**Tarefas**
**a.** Traduza para o inglês a frase "Parte da queda no valor das reservas também pode ser atribuída a flutuações do mercado.", do trecho sobre os títulos do Tesouro americano em poder da China.
**b.** Copie sem alterações a parte do trecho sobre os títulos do Tesouro americano em poder da China que vai de "Preocupações com a" até "da dívida pública.", inclusive.

**Trecho da página**
Os números chegam em um momento delicado para os EUA, após a Moody’s ter seguido a Fitch e a S&P ao retirar a classificação máxima (triplo A) da economia americana, citando preocupações com o aumento da dívida e do déficit.

Desde 2011, quando suas reservas de títulos do Tesouro americano atingiram o pico de US$ 1,3 trilhão, a China vem reduzindo sua participação, optando por diversificar seus ativos em títulos de agências governamentais e ouro. Parte da queda no valor das reservas também pode ser atribuída a flutuações do mercado.

Especialistas acreditam que Pequim também mantém uma parcela crescente de seus ativos americanos por meio de custodiantes terceirizados, como a Euroclear (Bélgica) e a Clearstream (Luxemburgo), o que dificulta a medição exata de suas reservas. Enquanto as reservas de Luxemburgo permaneceram estáveis em março, as da Bélgica subiram US$ 7,4 bilhões em relação a fevereiro.

Preocupações com a liquidez e o refinanciamento da dívida americana

O grande volume de títulos do Tesouro em posse da China é resultado de décadas de superávit comercial com os EUA — algo que o ex-presidente Donald Trump tentou reduzir. No entanto, autoridades americanas também veem com preocupação a venda de títulos por estrangeiros, pois isso pressiona os juros e encarece o refinanciamento da dívida pública.

**Dados extraídos**
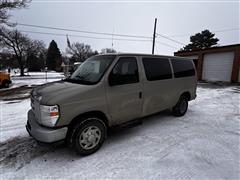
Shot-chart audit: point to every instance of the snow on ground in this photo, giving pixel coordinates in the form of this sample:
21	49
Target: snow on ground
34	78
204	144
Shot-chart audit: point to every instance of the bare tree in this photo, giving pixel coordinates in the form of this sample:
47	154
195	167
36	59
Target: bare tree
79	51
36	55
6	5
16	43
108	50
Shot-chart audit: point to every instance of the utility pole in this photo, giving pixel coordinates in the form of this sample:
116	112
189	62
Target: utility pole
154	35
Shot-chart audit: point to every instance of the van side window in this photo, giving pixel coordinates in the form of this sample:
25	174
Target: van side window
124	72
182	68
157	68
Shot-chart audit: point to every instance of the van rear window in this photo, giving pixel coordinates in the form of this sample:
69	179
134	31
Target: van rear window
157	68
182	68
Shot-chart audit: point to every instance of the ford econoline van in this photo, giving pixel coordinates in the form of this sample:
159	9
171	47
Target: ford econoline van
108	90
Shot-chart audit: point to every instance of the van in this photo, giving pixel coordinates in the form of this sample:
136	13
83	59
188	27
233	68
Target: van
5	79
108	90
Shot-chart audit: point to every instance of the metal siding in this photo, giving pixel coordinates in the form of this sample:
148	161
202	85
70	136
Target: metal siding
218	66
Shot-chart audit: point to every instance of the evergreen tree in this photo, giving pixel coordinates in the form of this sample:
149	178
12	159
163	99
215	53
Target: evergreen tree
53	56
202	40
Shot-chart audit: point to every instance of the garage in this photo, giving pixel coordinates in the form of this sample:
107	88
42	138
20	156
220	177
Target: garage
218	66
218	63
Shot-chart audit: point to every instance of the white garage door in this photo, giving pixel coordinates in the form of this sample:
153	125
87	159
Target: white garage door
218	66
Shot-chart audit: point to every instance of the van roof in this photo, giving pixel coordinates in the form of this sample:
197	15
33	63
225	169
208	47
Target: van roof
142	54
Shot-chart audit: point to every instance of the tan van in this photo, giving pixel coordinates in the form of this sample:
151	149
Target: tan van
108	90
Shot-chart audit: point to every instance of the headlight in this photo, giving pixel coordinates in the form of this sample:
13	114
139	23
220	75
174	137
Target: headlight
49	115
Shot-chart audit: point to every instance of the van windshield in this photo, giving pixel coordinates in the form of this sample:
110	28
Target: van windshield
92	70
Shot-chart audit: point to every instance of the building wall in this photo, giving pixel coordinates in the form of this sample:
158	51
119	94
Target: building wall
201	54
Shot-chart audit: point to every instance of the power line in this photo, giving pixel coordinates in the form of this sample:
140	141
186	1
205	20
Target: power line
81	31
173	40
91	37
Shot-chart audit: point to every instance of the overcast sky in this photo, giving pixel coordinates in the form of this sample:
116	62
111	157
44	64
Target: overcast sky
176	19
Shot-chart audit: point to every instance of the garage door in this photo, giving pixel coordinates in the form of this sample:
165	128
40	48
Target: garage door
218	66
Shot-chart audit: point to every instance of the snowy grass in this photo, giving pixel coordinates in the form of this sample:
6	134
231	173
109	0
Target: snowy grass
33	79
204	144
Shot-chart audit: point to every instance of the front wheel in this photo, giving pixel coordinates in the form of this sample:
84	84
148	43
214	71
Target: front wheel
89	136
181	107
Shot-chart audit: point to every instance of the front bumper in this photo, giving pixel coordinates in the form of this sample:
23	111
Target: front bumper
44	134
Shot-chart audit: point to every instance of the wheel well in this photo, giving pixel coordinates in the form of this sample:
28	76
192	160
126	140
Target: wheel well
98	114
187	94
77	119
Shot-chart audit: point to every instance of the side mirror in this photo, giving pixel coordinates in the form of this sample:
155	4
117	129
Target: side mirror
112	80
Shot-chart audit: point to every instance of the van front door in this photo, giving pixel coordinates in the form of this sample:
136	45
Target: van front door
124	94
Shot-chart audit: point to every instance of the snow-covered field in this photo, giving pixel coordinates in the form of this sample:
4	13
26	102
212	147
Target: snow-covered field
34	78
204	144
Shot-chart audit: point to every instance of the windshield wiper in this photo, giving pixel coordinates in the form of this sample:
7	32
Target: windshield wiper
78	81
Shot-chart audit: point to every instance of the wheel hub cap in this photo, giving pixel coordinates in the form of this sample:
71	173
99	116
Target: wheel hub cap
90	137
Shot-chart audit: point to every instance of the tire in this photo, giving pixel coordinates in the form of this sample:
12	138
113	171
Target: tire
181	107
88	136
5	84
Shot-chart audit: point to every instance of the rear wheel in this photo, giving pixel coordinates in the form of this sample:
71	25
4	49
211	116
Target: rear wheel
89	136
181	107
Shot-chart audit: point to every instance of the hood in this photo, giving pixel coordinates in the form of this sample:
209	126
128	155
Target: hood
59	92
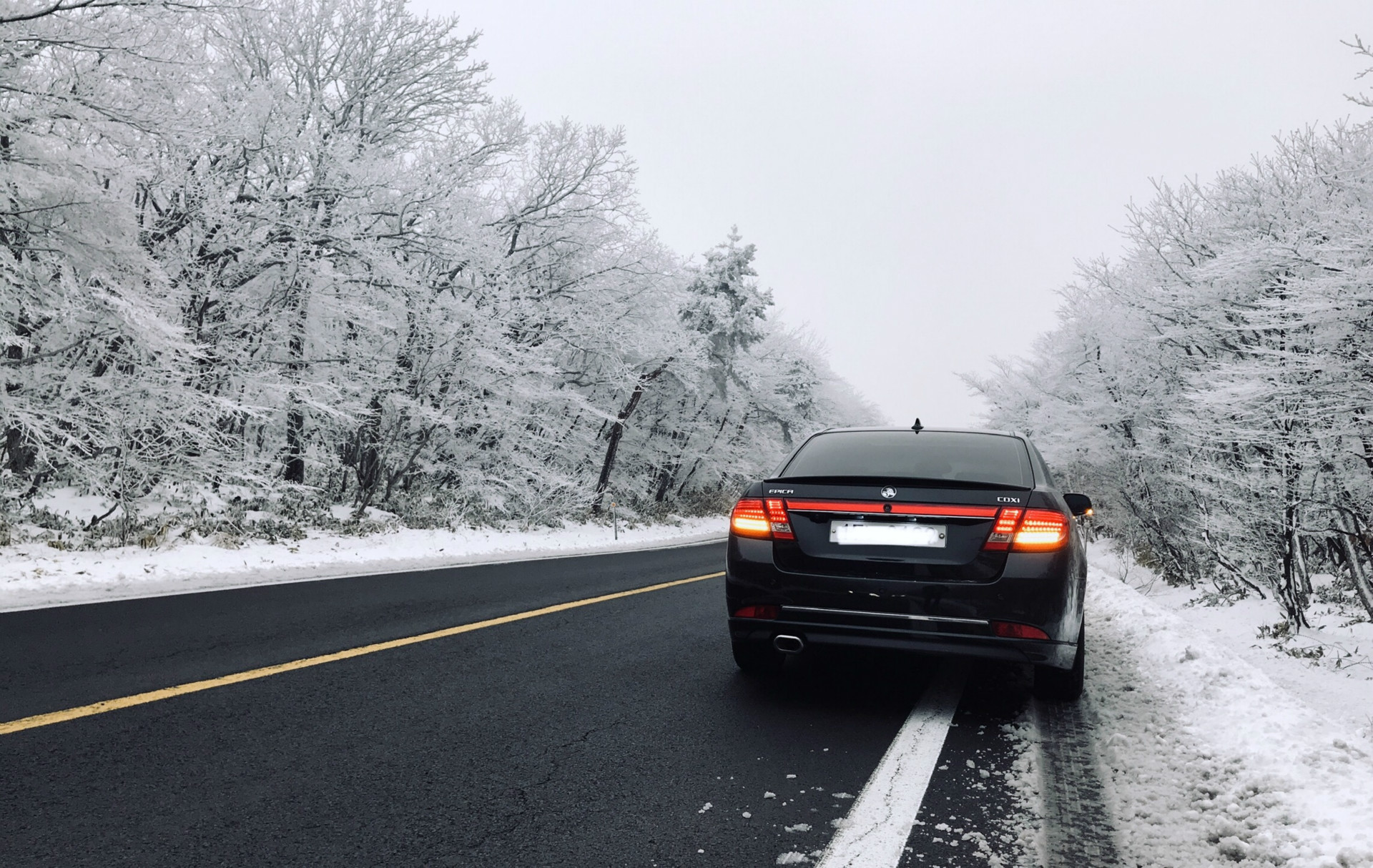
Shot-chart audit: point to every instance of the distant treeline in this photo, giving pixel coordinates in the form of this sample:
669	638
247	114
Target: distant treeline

**Respostas**
**a.** Part of the decline in the value of the reserves can also be attributed to market fluctuations.

**b.**
Preocupações com a liquidez e o refinanciamento da dívida americana

O grande volume de títulos do Tesouro em posse da China é resultado de décadas de superávit comercial com os EUA — algo que o ex-presidente Donald Trump tentou reduzir. No entanto, autoridades americanas também veem com preocupação a venda de títulos por estrangeiros, pois isso pressiona os juros e encarece o refinanciamento da dívida pública.